Records to process:
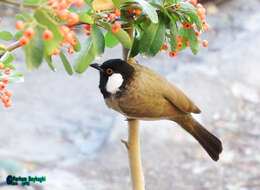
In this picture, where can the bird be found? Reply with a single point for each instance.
(138, 92)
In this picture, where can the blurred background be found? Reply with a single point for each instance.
(59, 126)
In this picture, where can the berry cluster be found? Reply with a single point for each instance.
(113, 18)
(60, 7)
(201, 11)
(5, 95)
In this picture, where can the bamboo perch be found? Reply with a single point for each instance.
(133, 142)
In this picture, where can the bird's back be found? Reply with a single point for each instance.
(149, 96)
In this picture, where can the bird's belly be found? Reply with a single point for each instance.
(112, 102)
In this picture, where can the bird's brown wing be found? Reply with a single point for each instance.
(179, 99)
(170, 92)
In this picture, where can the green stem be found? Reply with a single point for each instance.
(19, 4)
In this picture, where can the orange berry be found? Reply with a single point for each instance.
(112, 16)
(64, 30)
(47, 34)
(138, 11)
(62, 14)
(7, 71)
(193, 25)
(179, 45)
(29, 32)
(2, 86)
(5, 80)
(173, 54)
(50, 2)
(114, 30)
(8, 93)
(5, 99)
(70, 50)
(23, 41)
(117, 12)
(1, 65)
(199, 6)
(19, 25)
(206, 27)
(205, 43)
(7, 104)
(165, 47)
(70, 36)
(79, 3)
(193, 2)
(56, 52)
(69, 2)
(87, 27)
(131, 11)
(73, 18)
(62, 5)
(198, 38)
(179, 38)
(117, 24)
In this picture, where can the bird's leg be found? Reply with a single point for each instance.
(125, 143)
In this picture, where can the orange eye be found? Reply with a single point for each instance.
(109, 71)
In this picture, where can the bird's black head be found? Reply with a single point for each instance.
(114, 75)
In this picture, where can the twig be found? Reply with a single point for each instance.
(134, 155)
(11, 47)
(133, 142)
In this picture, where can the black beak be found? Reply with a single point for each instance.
(96, 66)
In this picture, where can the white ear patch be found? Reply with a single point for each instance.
(114, 82)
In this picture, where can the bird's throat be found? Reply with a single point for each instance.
(114, 83)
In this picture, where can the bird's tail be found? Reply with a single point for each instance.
(208, 141)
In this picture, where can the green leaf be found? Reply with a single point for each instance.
(7, 58)
(173, 36)
(44, 19)
(110, 40)
(150, 10)
(117, 3)
(48, 59)
(18, 34)
(85, 17)
(14, 77)
(158, 39)
(192, 38)
(20, 17)
(135, 48)
(89, 2)
(5, 35)
(66, 63)
(85, 56)
(148, 37)
(121, 35)
(77, 46)
(34, 51)
(97, 40)
(147, 8)
(33, 1)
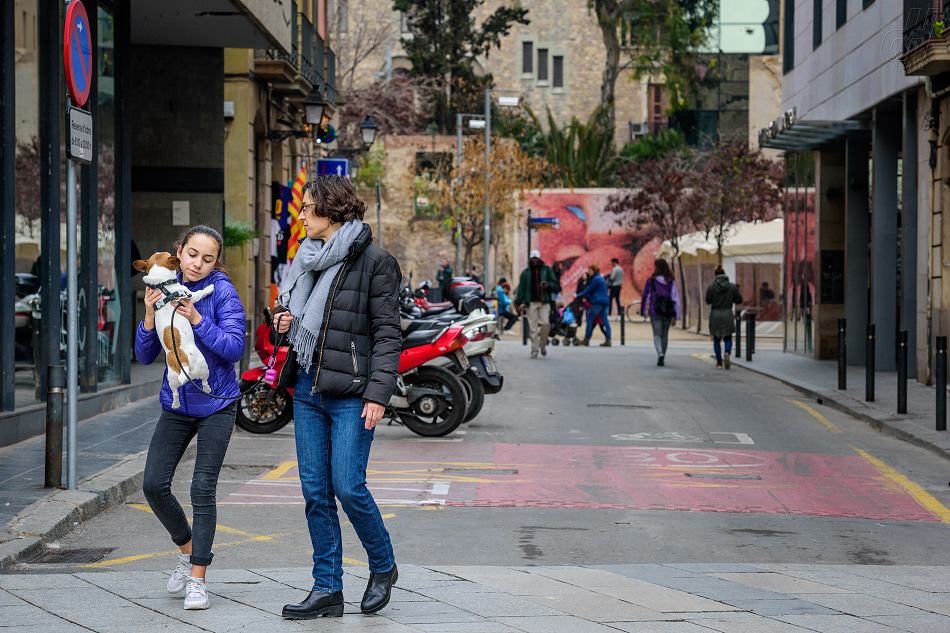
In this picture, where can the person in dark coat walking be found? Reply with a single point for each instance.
(343, 298)
(661, 301)
(721, 295)
(218, 324)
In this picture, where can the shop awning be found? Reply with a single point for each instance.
(790, 134)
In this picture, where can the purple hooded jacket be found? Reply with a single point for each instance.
(220, 338)
(658, 286)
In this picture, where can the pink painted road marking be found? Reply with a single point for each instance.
(609, 477)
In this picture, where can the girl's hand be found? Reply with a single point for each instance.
(373, 413)
(151, 298)
(282, 322)
(186, 308)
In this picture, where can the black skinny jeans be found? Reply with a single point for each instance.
(169, 441)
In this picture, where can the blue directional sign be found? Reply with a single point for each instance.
(333, 167)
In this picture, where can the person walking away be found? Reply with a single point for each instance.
(598, 296)
(614, 284)
(506, 315)
(661, 302)
(535, 287)
(342, 295)
(721, 295)
(218, 324)
(444, 279)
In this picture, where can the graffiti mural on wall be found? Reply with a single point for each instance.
(587, 235)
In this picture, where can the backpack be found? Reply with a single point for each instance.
(663, 304)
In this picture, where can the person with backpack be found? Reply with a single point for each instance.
(661, 301)
(721, 295)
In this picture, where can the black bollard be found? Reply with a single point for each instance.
(55, 381)
(739, 334)
(842, 354)
(940, 370)
(902, 372)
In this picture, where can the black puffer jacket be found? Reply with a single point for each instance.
(358, 349)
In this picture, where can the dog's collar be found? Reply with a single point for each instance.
(169, 296)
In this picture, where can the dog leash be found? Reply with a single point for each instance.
(179, 294)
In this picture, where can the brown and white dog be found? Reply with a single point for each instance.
(161, 273)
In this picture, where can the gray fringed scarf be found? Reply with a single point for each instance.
(308, 284)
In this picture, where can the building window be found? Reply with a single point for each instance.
(788, 39)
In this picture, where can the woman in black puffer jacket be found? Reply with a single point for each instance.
(342, 296)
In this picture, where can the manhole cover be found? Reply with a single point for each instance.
(89, 555)
(618, 406)
(483, 471)
(721, 476)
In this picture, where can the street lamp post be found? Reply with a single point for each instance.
(505, 101)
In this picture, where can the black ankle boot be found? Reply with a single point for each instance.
(378, 590)
(317, 603)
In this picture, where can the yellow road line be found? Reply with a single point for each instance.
(828, 424)
(922, 497)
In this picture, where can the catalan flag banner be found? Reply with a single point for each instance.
(297, 232)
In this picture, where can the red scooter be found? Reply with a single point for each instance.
(429, 401)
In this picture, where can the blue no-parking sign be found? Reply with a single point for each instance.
(333, 167)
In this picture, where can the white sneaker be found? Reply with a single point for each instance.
(179, 577)
(196, 596)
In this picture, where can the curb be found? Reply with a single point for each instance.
(60, 512)
(896, 426)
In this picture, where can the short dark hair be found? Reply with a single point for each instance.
(336, 199)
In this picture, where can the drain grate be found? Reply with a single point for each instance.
(69, 556)
(599, 405)
(720, 476)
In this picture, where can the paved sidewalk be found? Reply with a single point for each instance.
(732, 598)
(819, 380)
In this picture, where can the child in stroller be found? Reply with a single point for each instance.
(563, 324)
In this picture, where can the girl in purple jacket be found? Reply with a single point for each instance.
(218, 324)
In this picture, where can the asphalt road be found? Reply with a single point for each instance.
(592, 456)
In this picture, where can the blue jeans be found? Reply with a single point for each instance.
(592, 312)
(332, 452)
(169, 441)
(718, 350)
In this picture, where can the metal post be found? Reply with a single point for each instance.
(72, 326)
(738, 345)
(458, 170)
(902, 372)
(487, 237)
(842, 354)
(56, 379)
(940, 371)
(869, 365)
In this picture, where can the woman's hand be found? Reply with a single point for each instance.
(186, 308)
(282, 322)
(373, 413)
(151, 298)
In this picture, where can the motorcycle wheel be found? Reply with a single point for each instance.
(250, 415)
(475, 391)
(449, 409)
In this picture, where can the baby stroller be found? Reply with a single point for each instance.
(564, 325)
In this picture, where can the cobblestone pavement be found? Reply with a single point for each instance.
(674, 598)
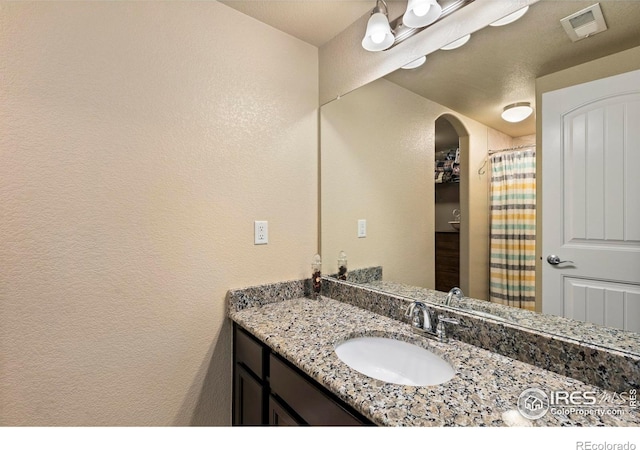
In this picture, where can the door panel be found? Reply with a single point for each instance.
(591, 201)
(606, 303)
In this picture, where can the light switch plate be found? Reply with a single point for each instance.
(362, 228)
(261, 232)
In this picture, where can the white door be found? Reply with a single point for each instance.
(591, 202)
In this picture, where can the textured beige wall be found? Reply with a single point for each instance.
(377, 164)
(608, 66)
(138, 142)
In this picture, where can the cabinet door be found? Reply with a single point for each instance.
(248, 399)
(278, 416)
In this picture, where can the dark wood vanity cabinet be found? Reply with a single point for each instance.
(267, 390)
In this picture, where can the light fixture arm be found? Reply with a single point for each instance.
(381, 7)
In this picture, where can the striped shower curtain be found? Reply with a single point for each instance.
(513, 228)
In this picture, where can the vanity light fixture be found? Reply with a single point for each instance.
(506, 20)
(517, 112)
(415, 63)
(378, 36)
(421, 13)
(382, 34)
(457, 43)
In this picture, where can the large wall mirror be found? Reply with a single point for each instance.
(382, 146)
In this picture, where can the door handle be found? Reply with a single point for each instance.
(554, 260)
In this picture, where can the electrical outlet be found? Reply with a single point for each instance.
(362, 228)
(261, 232)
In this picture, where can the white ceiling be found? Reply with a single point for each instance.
(313, 21)
(496, 67)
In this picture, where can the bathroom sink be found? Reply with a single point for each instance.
(394, 361)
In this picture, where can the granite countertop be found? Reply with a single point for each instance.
(589, 333)
(486, 385)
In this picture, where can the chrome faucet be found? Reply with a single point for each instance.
(441, 332)
(423, 324)
(426, 325)
(457, 292)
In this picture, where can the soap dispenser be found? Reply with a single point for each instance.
(342, 266)
(316, 275)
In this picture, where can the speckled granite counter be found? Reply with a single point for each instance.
(305, 332)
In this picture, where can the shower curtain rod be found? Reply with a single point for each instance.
(521, 147)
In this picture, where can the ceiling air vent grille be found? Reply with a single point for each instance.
(584, 23)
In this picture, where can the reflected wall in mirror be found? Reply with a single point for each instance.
(378, 143)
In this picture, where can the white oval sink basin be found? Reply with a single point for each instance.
(394, 361)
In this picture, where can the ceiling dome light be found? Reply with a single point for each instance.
(506, 20)
(457, 43)
(415, 63)
(421, 13)
(517, 112)
(378, 36)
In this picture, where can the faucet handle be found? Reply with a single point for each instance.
(448, 320)
(441, 331)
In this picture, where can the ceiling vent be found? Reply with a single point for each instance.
(584, 23)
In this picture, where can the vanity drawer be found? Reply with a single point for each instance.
(249, 352)
(308, 401)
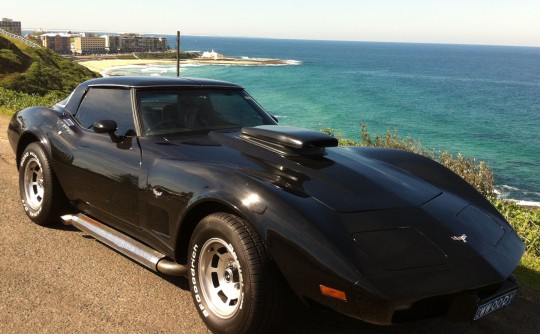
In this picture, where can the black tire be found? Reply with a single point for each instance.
(235, 286)
(41, 195)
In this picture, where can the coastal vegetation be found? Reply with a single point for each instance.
(38, 71)
(30, 77)
(526, 221)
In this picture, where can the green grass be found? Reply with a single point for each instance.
(38, 71)
(528, 272)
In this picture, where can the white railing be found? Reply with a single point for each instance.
(20, 38)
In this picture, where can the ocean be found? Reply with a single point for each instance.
(480, 101)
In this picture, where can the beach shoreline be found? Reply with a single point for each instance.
(103, 64)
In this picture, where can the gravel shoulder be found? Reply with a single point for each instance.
(56, 280)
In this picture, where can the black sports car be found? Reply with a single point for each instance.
(192, 177)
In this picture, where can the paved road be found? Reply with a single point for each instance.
(57, 280)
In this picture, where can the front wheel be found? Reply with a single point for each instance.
(234, 285)
(41, 195)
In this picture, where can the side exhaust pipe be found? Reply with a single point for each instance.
(126, 245)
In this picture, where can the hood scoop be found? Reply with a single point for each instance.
(289, 141)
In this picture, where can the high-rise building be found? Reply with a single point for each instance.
(87, 44)
(11, 26)
(59, 43)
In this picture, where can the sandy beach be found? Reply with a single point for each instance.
(101, 65)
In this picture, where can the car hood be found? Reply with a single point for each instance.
(340, 178)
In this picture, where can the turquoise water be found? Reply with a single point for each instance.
(480, 101)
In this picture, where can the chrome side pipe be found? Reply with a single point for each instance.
(126, 245)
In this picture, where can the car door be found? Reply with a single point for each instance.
(105, 166)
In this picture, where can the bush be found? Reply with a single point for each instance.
(525, 221)
(12, 101)
(39, 70)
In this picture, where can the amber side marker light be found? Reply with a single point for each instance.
(327, 291)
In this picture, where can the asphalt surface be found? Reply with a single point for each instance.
(58, 280)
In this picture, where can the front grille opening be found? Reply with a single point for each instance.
(423, 309)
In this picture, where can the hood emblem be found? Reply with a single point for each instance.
(462, 237)
(156, 192)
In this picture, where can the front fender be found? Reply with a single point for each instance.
(30, 125)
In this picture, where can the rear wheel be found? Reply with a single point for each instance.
(41, 195)
(235, 286)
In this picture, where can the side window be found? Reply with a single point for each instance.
(107, 104)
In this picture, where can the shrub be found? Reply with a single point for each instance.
(12, 101)
(525, 221)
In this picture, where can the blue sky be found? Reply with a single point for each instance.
(501, 22)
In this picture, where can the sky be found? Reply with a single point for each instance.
(490, 22)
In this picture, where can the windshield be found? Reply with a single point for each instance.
(170, 111)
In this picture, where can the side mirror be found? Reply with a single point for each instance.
(105, 126)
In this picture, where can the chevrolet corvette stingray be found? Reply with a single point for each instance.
(192, 177)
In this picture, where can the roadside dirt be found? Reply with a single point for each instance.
(56, 280)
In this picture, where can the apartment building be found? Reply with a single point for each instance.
(59, 43)
(139, 43)
(11, 26)
(88, 44)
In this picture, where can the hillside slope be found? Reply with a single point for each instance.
(38, 70)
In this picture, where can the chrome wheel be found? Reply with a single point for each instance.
(221, 278)
(33, 184)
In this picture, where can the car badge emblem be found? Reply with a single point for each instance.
(157, 193)
(462, 237)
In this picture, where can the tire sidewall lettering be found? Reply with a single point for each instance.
(29, 211)
(194, 281)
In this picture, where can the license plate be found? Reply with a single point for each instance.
(494, 304)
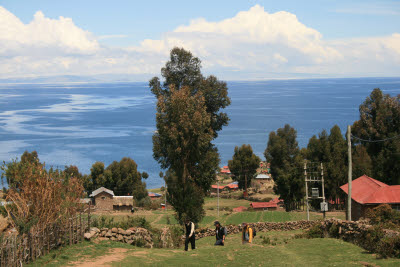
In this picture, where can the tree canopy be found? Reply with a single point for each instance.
(286, 165)
(380, 120)
(188, 118)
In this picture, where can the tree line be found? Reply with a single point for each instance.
(122, 177)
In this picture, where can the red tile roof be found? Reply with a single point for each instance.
(366, 190)
(260, 205)
(239, 209)
(214, 186)
(233, 186)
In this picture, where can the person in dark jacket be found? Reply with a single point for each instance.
(220, 234)
(190, 235)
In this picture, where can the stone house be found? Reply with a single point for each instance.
(368, 193)
(103, 199)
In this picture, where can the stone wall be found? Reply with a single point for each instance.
(132, 236)
(260, 227)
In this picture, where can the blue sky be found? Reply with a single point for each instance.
(114, 31)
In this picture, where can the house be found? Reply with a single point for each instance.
(264, 205)
(102, 199)
(214, 188)
(123, 203)
(154, 195)
(239, 209)
(278, 201)
(368, 193)
(225, 170)
(232, 187)
(263, 178)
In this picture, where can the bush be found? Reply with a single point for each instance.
(383, 214)
(108, 222)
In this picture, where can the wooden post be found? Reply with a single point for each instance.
(70, 231)
(350, 174)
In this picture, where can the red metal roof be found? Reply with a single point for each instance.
(260, 205)
(239, 209)
(366, 190)
(216, 186)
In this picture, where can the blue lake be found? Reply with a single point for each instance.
(80, 123)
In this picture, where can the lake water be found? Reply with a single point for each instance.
(80, 123)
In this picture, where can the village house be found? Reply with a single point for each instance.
(104, 199)
(263, 178)
(264, 205)
(225, 170)
(154, 195)
(214, 188)
(232, 187)
(368, 193)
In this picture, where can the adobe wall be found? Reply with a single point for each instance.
(104, 201)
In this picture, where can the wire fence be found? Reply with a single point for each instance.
(17, 250)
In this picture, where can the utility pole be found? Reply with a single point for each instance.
(245, 183)
(323, 187)
(165, 193)
(217, 197)
(350, 174)
(305, 179)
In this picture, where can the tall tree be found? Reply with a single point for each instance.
(188, 118)
(286, 165)
(243, 165)
(380, 120)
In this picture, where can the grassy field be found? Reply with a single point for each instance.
(282, 250)
(160, 218)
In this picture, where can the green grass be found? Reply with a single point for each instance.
(283, 250)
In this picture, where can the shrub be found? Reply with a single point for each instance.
(383, 214)
(108, 222)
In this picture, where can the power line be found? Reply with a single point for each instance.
(376, 141)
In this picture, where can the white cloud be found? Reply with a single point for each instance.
(252, 44)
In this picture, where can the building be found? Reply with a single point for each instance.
(214, 188)
(102, 199)
(264, 205)
(263, 178)
(367, 193)
(123, 203)
(239, 209)
(232, 187)
(225, 170)
(154, 195)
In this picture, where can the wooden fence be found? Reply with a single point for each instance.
(16, 250)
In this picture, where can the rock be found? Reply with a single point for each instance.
(108, 234)
(87, 236)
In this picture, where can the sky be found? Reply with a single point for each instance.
(236, 40)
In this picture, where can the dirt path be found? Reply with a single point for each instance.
(116, 254)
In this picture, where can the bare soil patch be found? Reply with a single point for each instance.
(116, 254)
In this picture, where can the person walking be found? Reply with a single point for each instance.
(220, 234)
(190, 235)
(247, 234)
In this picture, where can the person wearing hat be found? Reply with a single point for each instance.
(247, 234)
(190, 235)
(220, 234)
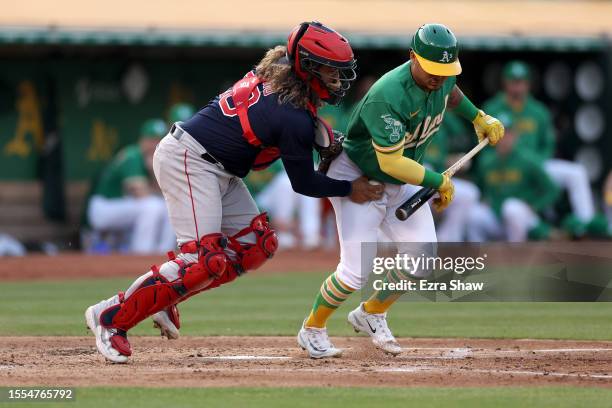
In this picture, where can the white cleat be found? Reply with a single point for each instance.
(376, 326)
(163, 322)
(104, 335)
(316, 342)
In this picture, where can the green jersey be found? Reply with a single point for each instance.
(395, 113)
(519, 175)
(449, 139)
(128, 164)
(532, 123)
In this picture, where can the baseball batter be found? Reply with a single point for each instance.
(269, 114)
(388, 133)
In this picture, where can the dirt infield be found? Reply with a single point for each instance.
(81, 266)
(276, 361)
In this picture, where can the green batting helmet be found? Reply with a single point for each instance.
(436, 49)
(181, 112)
(153, 129)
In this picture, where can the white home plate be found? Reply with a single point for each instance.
(247, 358)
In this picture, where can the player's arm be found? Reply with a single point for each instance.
(485, 125)
(296, 146)
(547, 136)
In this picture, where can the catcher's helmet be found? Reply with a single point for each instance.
(436, 49)
(312, 45)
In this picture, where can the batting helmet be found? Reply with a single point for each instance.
(436, 49)
(312, 45)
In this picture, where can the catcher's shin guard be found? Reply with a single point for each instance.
(156, 293)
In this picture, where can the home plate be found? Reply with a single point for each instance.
(247, 358)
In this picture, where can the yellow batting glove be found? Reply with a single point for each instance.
(488, 126)
(446, 192)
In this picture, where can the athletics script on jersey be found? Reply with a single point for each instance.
(425, 129)
(447, 272)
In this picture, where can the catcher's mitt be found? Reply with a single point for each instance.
(328, 143)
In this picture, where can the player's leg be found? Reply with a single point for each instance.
(518, 219)
(167, 236)
(192, 188)
(453, 226)
(414, 237)
(147, 225)
(356, 223)
(574, 179)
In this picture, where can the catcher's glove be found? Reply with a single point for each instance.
(328, 143)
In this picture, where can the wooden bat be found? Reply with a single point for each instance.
(423, 195)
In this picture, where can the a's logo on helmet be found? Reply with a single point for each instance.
(394, 125)
(446, 57)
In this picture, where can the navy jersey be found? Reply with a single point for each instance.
(217, 128)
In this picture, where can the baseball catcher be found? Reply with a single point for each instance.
(269, 114)
(388, 133)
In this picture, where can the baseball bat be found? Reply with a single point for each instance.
(419, 198)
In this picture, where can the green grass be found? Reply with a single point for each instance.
(276, 305)
(556, 397)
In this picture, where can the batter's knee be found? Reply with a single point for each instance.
(152, 206)
(350, 277)
(251, 255)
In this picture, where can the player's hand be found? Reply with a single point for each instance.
(446, 192)
(363, 190)
(488, 126)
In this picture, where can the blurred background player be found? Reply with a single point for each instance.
(126, 200)
(388, 134)
(515, 189)
(536, 134)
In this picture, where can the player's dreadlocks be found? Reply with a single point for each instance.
(276, 72)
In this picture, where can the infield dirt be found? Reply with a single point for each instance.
(277, 361)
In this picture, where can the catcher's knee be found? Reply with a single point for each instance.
(252, 255)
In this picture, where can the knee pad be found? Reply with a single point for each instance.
(156, 292)
(253, 255)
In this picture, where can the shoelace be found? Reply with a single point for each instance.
(381, 323)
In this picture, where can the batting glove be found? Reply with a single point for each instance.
(488, 126)
(446, 192)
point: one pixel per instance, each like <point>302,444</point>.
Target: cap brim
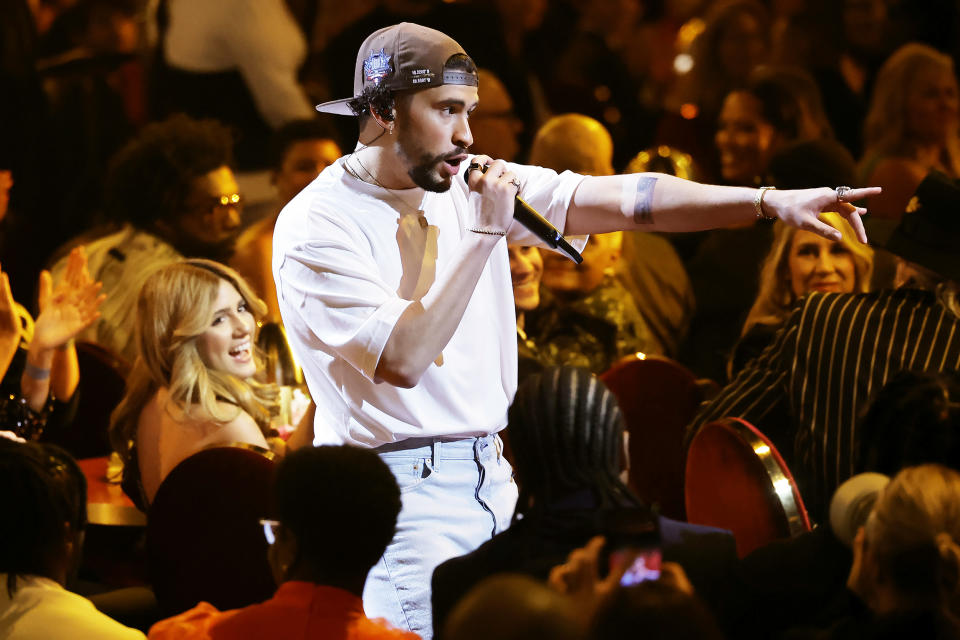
<point>338,107</point>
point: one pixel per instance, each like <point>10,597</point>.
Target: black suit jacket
<point>826,364</point>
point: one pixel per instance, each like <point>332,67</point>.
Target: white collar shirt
<point>344,276</point>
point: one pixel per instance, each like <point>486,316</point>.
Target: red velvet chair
<point>737,480</point>
<point>204,540</point>
<point>659,398</point>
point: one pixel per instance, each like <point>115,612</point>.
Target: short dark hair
<point>914,419</point>
<point>342,504</point>
<point>298,131</point>
<point>566,434</point>
<point>43,489</point>
<point>150,179</point>
<point>655,610</point>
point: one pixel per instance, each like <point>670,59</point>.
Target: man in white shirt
<point>394,285</point>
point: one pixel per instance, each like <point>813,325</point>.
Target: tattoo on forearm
<point>643,204</point>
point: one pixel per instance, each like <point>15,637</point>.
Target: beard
<point>424,169</point>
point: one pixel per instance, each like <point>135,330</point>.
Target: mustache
<point>443,157</point>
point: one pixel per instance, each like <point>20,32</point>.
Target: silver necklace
<point>419,212</point>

About this task:
The count, and nothing else: how many lines of the entries contain the word "like"?

Answer to the problem:
10